# Exercise
Repeat all the data that appears below, keeping it exact.

# Materials provided
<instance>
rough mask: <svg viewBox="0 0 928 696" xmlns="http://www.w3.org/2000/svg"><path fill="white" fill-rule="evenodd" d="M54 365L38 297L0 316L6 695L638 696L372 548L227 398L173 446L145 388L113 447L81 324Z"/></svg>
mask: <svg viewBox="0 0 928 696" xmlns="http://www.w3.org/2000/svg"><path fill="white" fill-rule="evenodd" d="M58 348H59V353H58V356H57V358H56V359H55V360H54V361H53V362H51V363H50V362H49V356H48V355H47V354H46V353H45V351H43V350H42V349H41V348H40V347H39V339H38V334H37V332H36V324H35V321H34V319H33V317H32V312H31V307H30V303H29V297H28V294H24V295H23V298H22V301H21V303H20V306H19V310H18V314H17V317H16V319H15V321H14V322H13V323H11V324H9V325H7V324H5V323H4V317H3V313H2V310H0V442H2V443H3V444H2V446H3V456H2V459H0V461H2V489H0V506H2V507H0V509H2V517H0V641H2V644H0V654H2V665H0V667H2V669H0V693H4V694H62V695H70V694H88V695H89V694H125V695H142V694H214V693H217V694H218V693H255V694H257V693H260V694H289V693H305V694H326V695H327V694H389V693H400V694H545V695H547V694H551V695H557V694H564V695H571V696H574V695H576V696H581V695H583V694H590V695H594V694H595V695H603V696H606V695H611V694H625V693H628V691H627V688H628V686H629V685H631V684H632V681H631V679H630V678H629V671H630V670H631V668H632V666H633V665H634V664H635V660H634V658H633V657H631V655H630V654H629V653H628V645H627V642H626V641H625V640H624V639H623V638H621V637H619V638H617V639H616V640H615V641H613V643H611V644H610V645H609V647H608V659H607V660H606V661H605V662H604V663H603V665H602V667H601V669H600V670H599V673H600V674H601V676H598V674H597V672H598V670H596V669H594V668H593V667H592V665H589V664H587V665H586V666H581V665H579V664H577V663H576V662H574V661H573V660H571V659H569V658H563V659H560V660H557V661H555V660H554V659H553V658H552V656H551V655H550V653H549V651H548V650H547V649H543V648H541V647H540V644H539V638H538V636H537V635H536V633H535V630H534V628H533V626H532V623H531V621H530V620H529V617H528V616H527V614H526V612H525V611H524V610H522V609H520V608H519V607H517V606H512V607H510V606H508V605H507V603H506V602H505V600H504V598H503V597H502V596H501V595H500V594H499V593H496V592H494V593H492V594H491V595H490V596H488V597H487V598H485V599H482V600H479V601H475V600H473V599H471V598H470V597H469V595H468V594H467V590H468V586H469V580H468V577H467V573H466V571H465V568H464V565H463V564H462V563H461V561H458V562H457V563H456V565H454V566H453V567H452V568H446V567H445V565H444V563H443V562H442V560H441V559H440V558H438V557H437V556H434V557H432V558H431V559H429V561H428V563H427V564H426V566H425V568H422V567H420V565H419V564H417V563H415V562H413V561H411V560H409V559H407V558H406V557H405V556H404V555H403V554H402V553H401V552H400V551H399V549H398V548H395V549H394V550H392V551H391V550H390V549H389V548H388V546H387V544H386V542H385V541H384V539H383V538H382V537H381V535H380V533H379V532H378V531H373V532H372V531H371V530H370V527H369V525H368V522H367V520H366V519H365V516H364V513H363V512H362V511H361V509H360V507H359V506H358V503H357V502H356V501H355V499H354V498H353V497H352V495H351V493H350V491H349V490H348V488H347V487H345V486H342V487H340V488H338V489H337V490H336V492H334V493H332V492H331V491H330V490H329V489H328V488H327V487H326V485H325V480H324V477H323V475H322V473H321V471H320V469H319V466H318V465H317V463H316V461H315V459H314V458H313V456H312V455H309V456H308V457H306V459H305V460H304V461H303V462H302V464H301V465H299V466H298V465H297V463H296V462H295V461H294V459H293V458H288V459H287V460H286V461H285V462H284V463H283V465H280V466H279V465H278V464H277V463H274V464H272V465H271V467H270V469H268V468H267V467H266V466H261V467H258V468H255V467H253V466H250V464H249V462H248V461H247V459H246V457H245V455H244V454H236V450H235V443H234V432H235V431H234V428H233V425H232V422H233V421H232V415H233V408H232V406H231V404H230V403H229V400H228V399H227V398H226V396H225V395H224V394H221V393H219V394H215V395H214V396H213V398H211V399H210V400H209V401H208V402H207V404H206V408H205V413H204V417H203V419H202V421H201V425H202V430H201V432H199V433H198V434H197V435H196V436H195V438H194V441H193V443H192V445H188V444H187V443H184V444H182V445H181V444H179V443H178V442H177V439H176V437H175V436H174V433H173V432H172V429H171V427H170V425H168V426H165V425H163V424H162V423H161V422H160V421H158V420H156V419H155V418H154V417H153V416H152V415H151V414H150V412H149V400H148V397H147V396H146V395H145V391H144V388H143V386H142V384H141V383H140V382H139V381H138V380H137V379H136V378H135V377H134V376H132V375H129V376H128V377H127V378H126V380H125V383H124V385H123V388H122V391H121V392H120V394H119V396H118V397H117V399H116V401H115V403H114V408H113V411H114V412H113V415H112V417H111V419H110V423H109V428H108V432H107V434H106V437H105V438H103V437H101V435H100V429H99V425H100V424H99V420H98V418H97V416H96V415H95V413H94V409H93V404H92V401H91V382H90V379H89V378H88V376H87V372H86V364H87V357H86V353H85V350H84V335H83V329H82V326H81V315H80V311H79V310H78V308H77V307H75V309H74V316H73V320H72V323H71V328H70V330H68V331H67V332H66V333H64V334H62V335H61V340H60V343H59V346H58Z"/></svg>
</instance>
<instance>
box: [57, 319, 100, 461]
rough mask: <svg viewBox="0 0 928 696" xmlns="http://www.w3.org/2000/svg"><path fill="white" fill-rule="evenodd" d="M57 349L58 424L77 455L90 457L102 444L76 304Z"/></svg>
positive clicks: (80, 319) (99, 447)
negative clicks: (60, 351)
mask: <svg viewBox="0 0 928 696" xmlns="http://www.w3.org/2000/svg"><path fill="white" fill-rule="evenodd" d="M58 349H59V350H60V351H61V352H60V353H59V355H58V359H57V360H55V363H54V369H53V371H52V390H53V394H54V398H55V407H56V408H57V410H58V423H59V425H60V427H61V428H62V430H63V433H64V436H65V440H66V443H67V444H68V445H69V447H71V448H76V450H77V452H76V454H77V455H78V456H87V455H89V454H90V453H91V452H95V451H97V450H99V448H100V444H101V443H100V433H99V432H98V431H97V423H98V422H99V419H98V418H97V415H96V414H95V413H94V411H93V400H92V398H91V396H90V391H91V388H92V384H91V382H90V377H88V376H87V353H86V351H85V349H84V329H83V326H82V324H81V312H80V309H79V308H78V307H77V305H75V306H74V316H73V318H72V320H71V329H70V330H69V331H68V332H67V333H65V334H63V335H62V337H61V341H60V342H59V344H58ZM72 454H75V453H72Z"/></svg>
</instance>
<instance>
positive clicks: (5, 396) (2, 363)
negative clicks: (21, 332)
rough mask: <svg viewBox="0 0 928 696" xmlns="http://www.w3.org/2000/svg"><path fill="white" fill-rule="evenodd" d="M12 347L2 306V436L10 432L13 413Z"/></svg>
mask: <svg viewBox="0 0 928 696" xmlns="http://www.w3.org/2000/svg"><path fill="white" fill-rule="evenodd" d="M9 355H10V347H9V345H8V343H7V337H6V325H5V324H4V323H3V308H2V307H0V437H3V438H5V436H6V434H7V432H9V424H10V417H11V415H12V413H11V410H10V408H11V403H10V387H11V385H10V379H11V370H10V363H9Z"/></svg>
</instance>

# Exercise response
<instance>
rough mask: <svg viewBox="0 0 928 696" xmlns="http://www.w3.org/2000/svg"><path fill="white" fill-rule="evenodd" d="M54 365L38 297L0 316L6 695L638 696L372 548L227 398L173 446L145 388L113 447L81 324Z"/></svg>
mask: <svg viewBox="0 0 928 696" xmlns="http://www.w3.org/2000/svg"><path fill="white" fill-rule="evenodd" d="M58 348H59V353H58V356H57V358H56V359H55V360H54V361H53V362H51V363H50V362H49V356H48V355H47V354H46V353H45V351H43V350H42V349H41V348H40V347H39V339H38V334H37V332H36V324H35V321H34V319H33V317H32V312H31V307H30V303H29V297H28V294H24V295H23V298H22V301H21V303H20V306H19V310H18V314H17V317H16V319H15V321H14V322H13V323H11V324H9V325H7V324H5V323H4V317H3V313H2V310H0V442H2V443H3V444H2V446H3V456H2V459H0V461H2V489H0V506H2V507H0V509H2V517H0V641H2V644H0V654H2V665H0V667H2V669H0V693H4V694H62V695H70V694H88V695H89V694H125V695H142V694H214V693H217V694H218V693H255V694H257V693H260V694H289V693H305V694H326V695H327V694H389V693H400V694H545V695H547V694H551V695H557V694H564V695H571V696H574V695H576V696H581V695H583V694H590V695H594V694H595V695H603V696H606V695H611V694H625V693H628V691H627V688H628V686H629V685H631V684H632V681H631V679H630V678H629V671H630V670H631V668H632V666H633V665H634V664H635V660H634V658H633V657H631V655H630V654H629V653H628V645H627V642H626V641H625V640H624V639H623V638H621V637H619V638H617V639H616V640H615V641H613V643H611V644H610V645H609V647H608V659H607V660H606V661H605V662H604V663H603V665H602V667H601V669H600V670H599V673H600V674H601V676H598V674H597V672H598V670H596V669H594V668H593V667H592V665H589V664H587V665H586V666H581V665H579V664H577V663H576V662H574V661H573V660H571V659H569V658H563V659H560V660H557V661H555V660H554V659H553V658H552V656H551V655H550V653H549V651H548V650H547V649H543V648H541V647H540V644H539V638H538V636H537V635H536V633H535V630H534V628H533V626H532V623H531V621H530V620H529V617H528V616H527V614H526V612H525V611H524V610H522V609H520V608H519V607H517V606H512V607H510V606H508V605H507V603H506V602H505V600H504V598H503V597H502V596H501V595H500V594H499V593H496V592H494V593H492V594H491V595H490V596H488V597H487V598H485V599H482V600H479V601H475V600H473V599H471V598H470V597H469V595H468V594H467V590H468V586H469V580H468V577H467V573H466V571H465V568H464V565H463V564H462V563H461V561H458V562H457V563H456V565H454V566H453V567H452V568H446V567H445V565H444V563H443V562H442V560H441V559H440V558H438V557H437V556H434V557H432V558H431V559H429V561H428V563H427V564H426V566H425V568H422V567H420V565H419V564H417V563H415V562H413V561H411V560H409V559H407V558H406V557H405V556H404V555H403V554H402V553H401V552H400V551H399V549H398V548H395V549H394V550H392V551H391V550H390V549H389V548H388V546H387V544H386V542H385V541H384V539H383V538H382V537H381V535H380V533H379V532H378V531H373V532H372V531H371V530H370V527H369V525H368V522H367V520H366V519H365V516H364V513H363V512H362V511H361V509H360V507H359V506H358V503H357V502H356V501H355V499H354V498H353V497H352V495H351V493H350V491H349V490H348V488H347V487H345V486H342V487H340V488H338V489H337V490H336V492H334V493H332V492H331V491H330V490H329V489H328V488H327V487H326V485H325V480H324V477H323V475H322V473H321V471H320V469H319V466H318V465H317V463H316V461H315V459H314V458H313V456H312V455H309V456H308V457H306V459H305V460H304V461H303V462H302V464H301V465H299V466H298V465H297V463H296V462H295V461H294V459H293V458H288V459H287V460H286V461H285V462H284V463H283V465H280V466H279V465H278V464H277V463H274V464H272V465H271V467H270V469H268V468H267V467H266V466H261V467H258V468H255V467H253V466H250V464H249V462H248V461H247V459H246V457H245V455H244V454H236V450H235V443H234V432H235V431H234V428H233V425H232V422H233V421H232V415H233V408H232V406H231V404H230V403H229V400H228V399H227V398H226V396H225V395H224V394H221V393H219V394H215V395H214V396H213V398H211V399H210V400H209V401H208V402H207V404H206V408H205V413H204V417H203V419H202V421H201V425H202V430H201V432H199V433H198V434H197V435H196V436H195V438H194V441H193V443H192V445H188V444H187V443H184V444H182V445H181V444H179V443H178V442H177V439H176V437H175V436H174V433H173V432H172V429H171V427H170V425H168V426H165V425H163V424H162V423H161V422H160V421H158V420H156V419H155V418H154V417H153V416H152V415H151V414H150V412H149V400H148V397H147V396H146V395H145V391H144V388H143V386H142V384H141V383H140V382H139V381H138V380H137V379H136V378H135V377H134V376H132V375H129V376H128V377H127V378H126V380H125V383H124V385H123V388H122V391H121V392H120V394H119V396H118V397H117V399H116V401H115V403H114V408H113V411H114V412H113V415H112V417H111V419H110V423H109V428H108V432H107V434H106V437H105V438H103V437H101V435H100V429H99V425H100V424H99V420H98V418H97V416H96V415H95V413H94V409H93V404H92V401H91V382H90V379H89V378H88V376H87V372H86V364H87V357H86V353H85V350H84V335H83V329H82V326H81V315H80V311H79V310H78V308H77V307H75V309H74V316H73V320H72V323H71V328H70V330H68V331H67V332H66V333H64V334H62V335H61V340H60V343H59V346H58Z"/></svg>
</instance>
<instance>
box: [57, 319, 100, 461]
rough mask: <svg viewBox="0 0 928 696" xmlns="http://www.w3.org/2000/svg"><path fill="white" fill-rule="evenodd" d="M57 349L58 424L77 455L90 457L102 444L76 304Z"/></svg>
positive clicks: (80, 319) (99, 447)
negative clicks: (60, 351)
mask: <svg viewBox="0 0 928 696" xmlns="http://www.w3.org/2000/svg"><path fill="white" fill-rule="evenodd" d="M58 349H59V350H60V351H61V352H60V353H59V355H58V359H57V360H55V363H54V369H53V371H52V390H53V394H54V398H55V407H56V408H57V410H58V423H59V425H60V427H61V428H62V430H63V433H64V436H65V440H66V443H67V444H68V445H69V447H71V448H76V450H77V452H76V454H77V455H78V456H87V455H89V454H90V453H91V452H95V451H97V450H99V448H100V444H101V443H100V433H99V432H98V431H97V423H98V422H99V419H98V418H97V415H96V414H95V413H94V411H93V400H92V398H91V396H90V391H91V388H92V384H91V382H90V377H88V376H87V353H86V351H85V349H84V329H83V326H82V324H81V312H80V309H79V308H78V307H77V305H75V306H74V316H73V318H72V320H71V329H70V330H69V331H68V332H67V333H65V334H63V335H62V337H61V341H60V342H59V344H58ZM72 454H75V453H72Z"/></svg>
</instance>
<instance>
positive clicks: (5, 396) (2, 363)
negative clicks: (21, 332)
rough mask: <svg viewBox="0 0 928 696" xmlns="http://www.w3.org/2000/svg"><path fill="white" fill-rule="evenodd" d="M12 347L2 306V436L10 432L13 413Z"/></svg>
mask: <svg viewBox="0 0 928 696" xmlns="http://www.w3.org/2000/svg"><path fill="white" fill-rule="evenodd" d="M9 355H10V347H9V345H8V343H7V337H6V325H5V324H4V323H3V308H2V307H0V437H3V438H5V436H6V434H7V432H9V424H10V417H11V415H12V413H11V410H10V408H11V403H10V387H11V385H10V379H11V370H10V363H9Z"/></svg>
</instance>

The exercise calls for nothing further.